— start of DATA LISTING —

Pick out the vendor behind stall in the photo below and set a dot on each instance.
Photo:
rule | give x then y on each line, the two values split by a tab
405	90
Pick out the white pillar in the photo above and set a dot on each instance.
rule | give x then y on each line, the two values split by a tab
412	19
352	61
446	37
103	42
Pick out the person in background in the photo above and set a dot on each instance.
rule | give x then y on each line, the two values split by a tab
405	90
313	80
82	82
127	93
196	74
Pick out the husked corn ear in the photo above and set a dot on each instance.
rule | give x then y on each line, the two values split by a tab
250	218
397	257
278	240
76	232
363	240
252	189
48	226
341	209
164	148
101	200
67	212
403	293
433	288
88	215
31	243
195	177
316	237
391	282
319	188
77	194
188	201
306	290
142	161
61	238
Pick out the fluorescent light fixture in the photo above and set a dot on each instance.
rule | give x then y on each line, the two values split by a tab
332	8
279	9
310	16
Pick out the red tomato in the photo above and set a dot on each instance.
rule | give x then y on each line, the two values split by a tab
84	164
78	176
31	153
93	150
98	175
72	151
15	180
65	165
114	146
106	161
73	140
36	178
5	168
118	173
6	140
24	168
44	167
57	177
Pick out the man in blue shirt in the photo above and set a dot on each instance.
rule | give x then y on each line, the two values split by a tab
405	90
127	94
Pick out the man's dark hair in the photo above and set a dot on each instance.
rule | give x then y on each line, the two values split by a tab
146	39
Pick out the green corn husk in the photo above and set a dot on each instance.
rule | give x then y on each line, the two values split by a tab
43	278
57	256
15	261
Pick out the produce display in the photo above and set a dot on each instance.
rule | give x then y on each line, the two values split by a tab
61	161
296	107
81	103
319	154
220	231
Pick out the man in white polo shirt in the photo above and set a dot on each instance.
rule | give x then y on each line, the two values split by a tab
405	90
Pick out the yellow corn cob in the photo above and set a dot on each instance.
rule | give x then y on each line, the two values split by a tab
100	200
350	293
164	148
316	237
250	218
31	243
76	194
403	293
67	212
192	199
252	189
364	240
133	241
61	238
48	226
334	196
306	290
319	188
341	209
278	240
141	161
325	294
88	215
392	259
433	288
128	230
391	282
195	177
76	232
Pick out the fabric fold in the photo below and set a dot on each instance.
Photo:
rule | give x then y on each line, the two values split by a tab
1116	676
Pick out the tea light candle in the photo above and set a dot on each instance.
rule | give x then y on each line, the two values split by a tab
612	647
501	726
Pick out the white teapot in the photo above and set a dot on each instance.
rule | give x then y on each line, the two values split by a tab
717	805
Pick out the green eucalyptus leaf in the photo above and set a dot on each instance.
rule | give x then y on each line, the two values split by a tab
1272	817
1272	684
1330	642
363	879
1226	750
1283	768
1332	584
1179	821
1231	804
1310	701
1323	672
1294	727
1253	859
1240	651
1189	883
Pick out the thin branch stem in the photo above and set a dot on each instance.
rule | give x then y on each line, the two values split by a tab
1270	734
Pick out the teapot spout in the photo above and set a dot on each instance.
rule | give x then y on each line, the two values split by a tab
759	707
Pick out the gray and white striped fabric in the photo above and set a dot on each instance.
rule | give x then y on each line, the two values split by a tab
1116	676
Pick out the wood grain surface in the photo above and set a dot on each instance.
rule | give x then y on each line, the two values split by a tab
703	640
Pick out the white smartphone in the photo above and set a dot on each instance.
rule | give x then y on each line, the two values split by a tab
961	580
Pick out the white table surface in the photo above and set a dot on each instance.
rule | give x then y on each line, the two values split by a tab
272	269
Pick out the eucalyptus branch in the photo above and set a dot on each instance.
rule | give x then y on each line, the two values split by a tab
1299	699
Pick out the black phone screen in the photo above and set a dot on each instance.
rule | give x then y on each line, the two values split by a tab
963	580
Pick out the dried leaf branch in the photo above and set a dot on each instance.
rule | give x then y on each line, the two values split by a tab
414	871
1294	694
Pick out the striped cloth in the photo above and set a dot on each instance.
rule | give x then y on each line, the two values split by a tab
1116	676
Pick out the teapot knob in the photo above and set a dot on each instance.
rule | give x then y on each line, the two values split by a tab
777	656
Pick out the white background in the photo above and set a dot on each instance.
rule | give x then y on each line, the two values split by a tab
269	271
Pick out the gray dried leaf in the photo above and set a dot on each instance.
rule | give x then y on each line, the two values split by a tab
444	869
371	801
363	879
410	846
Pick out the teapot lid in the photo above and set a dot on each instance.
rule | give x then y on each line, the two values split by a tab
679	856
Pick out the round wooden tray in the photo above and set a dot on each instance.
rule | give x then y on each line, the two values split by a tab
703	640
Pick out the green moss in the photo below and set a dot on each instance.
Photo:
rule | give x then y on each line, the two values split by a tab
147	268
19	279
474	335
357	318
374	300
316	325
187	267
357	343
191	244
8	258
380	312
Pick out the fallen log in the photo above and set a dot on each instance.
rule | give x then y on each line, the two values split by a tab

— end of DATA LISTING —

THE EXERCISE
Print nothing but the lines from the line with "Pick out the black" to the last line of the records above. Both of those lines count.

SOLUTION FOR THIS TASK
Pick out the black phone screen in the photo above and set a dot on each instance.
rule | give x then y on each line, the two values split by a tab
963	580
Pick out the dried leaf branch in the photo above and set a dot on each instance.
rule | give x then y on each line, the two values split by a tab
414	871
1294	694
Pick out the striped cloth in the photo above and set a dot on each instance.
rule | give x then y on each line, the two values split by a tab
1116	676
Pick out the teapot knob in the photo above and set a dot on each instance.
rule | give x then y on each line, the two values split by a tab
777	656
Pick out the white background in the photo above and set a dot on each instance.
rule | give x then y on each line, the two values split by a tab
269	271
Pick out the gray dried leaf in the photo above and set a dot on each instance.
rule | give x then y on each line, the two values split by a tab
444	869
371	801
363	879
410	846
Pick out the teapot lid in the photo above and set a dot on each instance.
rule | give x then y on each line, the two values split by a tab
679	856
Pick out the round wooden tray in the photo above and set a dot on each instance.
rule | give x then y on each line, the two values split by a tab
703	640
Pick out the green moss in the photo below and set a dot on each instance.
Photo:
rule | give x then y on each line, the two values split by a tab
147	268
19	279
474	335
357	318
374	300
316	325
187	267
357	343
191	244
8	258
380	312
Pick out the fallen log in the photo above and set a dot on each instance.
rule | give x then y on each line, the two values split by a tab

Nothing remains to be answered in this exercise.